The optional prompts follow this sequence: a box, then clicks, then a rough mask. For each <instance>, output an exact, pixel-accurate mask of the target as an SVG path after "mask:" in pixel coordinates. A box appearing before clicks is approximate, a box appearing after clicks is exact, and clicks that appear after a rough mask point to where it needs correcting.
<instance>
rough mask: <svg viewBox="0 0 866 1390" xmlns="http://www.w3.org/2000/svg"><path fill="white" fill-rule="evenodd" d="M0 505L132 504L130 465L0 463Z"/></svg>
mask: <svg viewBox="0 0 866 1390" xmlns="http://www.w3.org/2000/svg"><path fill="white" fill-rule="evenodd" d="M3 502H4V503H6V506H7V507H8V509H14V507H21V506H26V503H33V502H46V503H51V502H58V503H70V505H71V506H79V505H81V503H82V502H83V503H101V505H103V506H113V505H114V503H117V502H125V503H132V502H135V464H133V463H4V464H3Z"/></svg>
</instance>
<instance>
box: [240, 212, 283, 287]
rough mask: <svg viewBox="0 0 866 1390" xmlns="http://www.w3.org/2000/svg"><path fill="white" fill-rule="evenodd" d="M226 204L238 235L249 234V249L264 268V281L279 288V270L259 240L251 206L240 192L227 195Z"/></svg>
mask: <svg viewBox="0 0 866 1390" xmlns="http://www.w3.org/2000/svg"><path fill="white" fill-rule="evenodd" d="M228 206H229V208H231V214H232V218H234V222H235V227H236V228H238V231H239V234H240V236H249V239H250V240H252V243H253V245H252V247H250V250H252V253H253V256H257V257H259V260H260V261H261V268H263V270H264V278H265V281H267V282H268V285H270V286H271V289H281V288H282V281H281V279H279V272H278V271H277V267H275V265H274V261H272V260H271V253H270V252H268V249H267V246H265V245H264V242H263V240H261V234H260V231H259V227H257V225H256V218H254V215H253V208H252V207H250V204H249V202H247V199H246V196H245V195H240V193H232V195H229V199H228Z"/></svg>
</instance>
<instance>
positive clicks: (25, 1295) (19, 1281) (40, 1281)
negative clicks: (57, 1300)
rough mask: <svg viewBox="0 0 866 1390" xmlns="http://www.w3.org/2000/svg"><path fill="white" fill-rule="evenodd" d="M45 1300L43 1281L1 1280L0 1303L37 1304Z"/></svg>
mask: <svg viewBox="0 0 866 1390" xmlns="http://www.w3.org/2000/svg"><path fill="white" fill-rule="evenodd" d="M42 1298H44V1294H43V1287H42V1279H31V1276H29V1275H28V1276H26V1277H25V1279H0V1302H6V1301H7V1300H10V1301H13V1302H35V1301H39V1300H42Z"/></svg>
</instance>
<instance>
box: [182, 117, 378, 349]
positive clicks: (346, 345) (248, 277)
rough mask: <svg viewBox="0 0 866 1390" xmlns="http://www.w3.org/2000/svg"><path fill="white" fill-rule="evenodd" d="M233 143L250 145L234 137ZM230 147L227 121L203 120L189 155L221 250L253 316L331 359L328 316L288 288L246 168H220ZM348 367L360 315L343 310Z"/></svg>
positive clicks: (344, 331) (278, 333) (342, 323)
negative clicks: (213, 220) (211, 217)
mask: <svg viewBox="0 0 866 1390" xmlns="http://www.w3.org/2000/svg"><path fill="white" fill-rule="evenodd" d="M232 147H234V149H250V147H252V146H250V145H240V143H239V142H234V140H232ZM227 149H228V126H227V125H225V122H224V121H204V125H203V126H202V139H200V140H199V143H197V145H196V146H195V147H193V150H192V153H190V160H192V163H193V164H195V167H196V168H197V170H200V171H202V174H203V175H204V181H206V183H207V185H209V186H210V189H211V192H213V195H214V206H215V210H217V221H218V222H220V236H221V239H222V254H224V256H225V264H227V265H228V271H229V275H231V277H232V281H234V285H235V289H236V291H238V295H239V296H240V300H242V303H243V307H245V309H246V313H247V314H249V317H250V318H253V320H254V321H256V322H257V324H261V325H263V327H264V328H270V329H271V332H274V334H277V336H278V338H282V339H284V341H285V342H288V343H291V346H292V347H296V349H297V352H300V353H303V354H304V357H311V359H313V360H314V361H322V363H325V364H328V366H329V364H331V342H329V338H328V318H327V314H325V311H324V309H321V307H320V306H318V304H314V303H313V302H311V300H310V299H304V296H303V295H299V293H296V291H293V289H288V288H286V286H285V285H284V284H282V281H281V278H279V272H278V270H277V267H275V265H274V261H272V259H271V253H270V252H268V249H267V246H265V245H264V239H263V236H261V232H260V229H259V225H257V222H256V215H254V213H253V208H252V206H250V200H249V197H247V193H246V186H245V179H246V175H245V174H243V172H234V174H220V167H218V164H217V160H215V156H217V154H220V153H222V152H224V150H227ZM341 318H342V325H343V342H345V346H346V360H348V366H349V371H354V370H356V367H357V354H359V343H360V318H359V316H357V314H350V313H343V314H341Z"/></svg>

_ _ _ _ _

## Problem to solve:
In the records above, some lines hold the word "positive"; copy each such line.

## Task answer:
positive clicks: (25, 1295) (19, 1281) (40, 1281)
positive clicks: (346, 345) (248, 277)
positive clicks: (344, 331) (278, 333) (342, 323)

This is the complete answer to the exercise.